Re: [PATCH v4 0/8] repack: support repacking into a geometric sequence

Jeff King <peff@xxxxxxxx> · Tue, 23 Feb 2021 13:44:05 -0500

On Mon, Feb 22, 2021 at 11:43:22PM -0800, Junio C Hamano wrote:

> >     ++	/*
> >     ++	 * order packs by descending mtime so that objects are laid out
> >     ++	 * roughly as newest-to-oldest
> >     ++	 */
> >      +	if (a->mtime < b->mtime)
> >      +		return 1;
> >     ++	else if (b->mtime < a->mtime)
> >     ++		return -1;
> >      +	else
> >      +		return 0;
> 
> I think this strategy makes sense when this repack using this new
> feature is run for the first time in a repository that acquired many
> packs over time.  I am not sure what happens after the feature is
> used a few times---it won't always be the newest sets of packs that
> will be rewritten, but sometimes older ones are also coalesced, and
> when that happens the resulting pack that consists primarily of older
> objects would end up having a more recent timestamp, no?

Yeah, this is definitely a heuristic that can get out of sync with
reality. I think in general if you have base pack A and somebody pushes
up B, C, and D in sequence, we're likely to roll up a single DBC (in
that order) pack. Further pushes E, F, G would have newer mtimes. So we
might get GFEDBC directly. Or we might get GFE and DBC, but the former
would still have a newer mtime, so we'd create GFEDBC on the next run.

The issues come from:

  - we are deciding what to roll up based on size. A big push might not
    get rolled up immediately, putting it out-of-sync with the rest of
    the rollups.

  - we are happy to manipulate pack mtimes under the hood as part of the
    freshen_*() code.

I think you probably wouldn't want to use this roll-up strategy all the
time (even though in theory it would eventually roll up to a single good
pack), just because it is based on heuristics like this. You'd want to
occasionally run a "real" repack that does a full traversal, possibly
pruning objects, etc.

**Dataset entries**
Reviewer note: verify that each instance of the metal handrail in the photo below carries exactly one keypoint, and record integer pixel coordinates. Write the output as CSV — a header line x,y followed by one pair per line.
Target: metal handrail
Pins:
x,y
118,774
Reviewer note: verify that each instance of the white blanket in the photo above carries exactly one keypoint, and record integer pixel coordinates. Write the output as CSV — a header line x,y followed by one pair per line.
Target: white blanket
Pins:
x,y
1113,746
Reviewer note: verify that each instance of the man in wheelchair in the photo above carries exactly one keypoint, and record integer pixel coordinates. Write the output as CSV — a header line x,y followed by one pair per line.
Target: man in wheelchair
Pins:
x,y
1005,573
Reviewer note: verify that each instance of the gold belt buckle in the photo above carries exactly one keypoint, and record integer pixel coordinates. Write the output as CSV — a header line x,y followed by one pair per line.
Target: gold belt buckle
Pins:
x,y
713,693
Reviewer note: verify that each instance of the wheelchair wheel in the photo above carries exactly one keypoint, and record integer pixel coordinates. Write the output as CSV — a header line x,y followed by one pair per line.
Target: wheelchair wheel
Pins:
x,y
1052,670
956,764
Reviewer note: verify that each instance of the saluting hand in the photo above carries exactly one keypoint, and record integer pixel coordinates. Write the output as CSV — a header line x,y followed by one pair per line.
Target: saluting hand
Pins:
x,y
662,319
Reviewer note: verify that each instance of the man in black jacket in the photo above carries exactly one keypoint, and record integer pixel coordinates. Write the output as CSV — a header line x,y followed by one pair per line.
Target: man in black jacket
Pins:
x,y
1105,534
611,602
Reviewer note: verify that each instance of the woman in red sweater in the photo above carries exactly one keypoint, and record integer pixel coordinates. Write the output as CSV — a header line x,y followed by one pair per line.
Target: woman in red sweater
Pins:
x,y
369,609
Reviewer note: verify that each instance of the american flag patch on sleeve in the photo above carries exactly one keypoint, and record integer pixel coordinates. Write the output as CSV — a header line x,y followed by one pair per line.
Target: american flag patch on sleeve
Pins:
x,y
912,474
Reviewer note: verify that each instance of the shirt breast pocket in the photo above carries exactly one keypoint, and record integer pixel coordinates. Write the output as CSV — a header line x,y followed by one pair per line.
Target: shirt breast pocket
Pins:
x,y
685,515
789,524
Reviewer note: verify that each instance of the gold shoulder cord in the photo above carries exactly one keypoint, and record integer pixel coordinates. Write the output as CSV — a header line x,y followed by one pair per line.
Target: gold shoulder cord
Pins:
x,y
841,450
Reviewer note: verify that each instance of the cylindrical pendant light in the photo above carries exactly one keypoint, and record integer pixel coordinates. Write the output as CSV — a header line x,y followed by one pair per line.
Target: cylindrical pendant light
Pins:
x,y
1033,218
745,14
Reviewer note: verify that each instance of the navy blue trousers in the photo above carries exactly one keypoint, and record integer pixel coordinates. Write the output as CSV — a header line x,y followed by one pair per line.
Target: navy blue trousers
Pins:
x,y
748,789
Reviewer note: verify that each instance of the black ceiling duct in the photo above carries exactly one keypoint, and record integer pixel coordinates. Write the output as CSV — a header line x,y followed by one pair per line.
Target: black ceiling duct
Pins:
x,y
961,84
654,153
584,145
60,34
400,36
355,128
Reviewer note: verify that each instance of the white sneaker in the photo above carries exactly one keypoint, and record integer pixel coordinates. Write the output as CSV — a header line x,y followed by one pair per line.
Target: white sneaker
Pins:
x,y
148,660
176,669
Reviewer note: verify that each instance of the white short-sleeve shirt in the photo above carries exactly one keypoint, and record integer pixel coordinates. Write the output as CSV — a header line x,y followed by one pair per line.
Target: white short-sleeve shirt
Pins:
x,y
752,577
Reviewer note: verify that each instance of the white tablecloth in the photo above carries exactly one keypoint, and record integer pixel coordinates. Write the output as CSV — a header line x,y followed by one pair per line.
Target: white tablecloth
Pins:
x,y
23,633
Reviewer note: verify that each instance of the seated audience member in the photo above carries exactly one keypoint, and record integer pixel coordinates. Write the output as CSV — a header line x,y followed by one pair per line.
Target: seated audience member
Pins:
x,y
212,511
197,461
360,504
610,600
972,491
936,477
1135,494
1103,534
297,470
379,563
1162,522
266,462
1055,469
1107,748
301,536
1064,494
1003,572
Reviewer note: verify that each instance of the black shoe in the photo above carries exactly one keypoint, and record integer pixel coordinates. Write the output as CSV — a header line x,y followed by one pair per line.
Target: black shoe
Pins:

**Your task**
In the repack patch reply, what does Jeff King say you would want to run occasionally instead of relying only on the roll-up strategy? Use only the repack patch reply above the rows.

**Answer to the task**
A "real" repack that does a full traversal, possibly pruning objects.